WORK REQUIRED
Copy out every line of the records, swapping "photo" for "image" and leaving all else as it is. Don't include the pictures.

SUPPLIED DATA
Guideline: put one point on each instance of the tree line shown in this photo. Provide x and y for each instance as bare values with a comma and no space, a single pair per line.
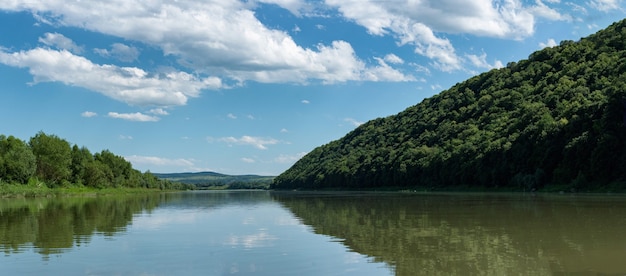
57,163
556,119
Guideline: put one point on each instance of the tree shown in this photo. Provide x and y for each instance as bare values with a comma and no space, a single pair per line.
54,157
81,157
17,162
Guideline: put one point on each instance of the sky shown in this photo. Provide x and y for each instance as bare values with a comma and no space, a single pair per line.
249,87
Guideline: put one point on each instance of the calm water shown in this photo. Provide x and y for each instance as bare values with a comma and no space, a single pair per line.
265,233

CORRECT OUTPUT
Guideline: put one point on each instance of the tree line shown in this image. Provide x and y for each instance as bare values with a comma and no space, a single pair per line.
57,163
556,119
Guideline: put one point on each instance of the tree shown in this image. Provide x and y for each instance as bare values with a comma and no space, a single pair per line.
54,157
81,157
17,162
Guideline: put one point on each instance of the sky shown in this image. Provide x and y for each instance as bare values with a comma and no space, a single pair per line.
249,87
Guideline: put one point on each instance of the calm water shown in this image. Provide x and y for each instance as bare values with a comma and no space, a single pair per line.
265,233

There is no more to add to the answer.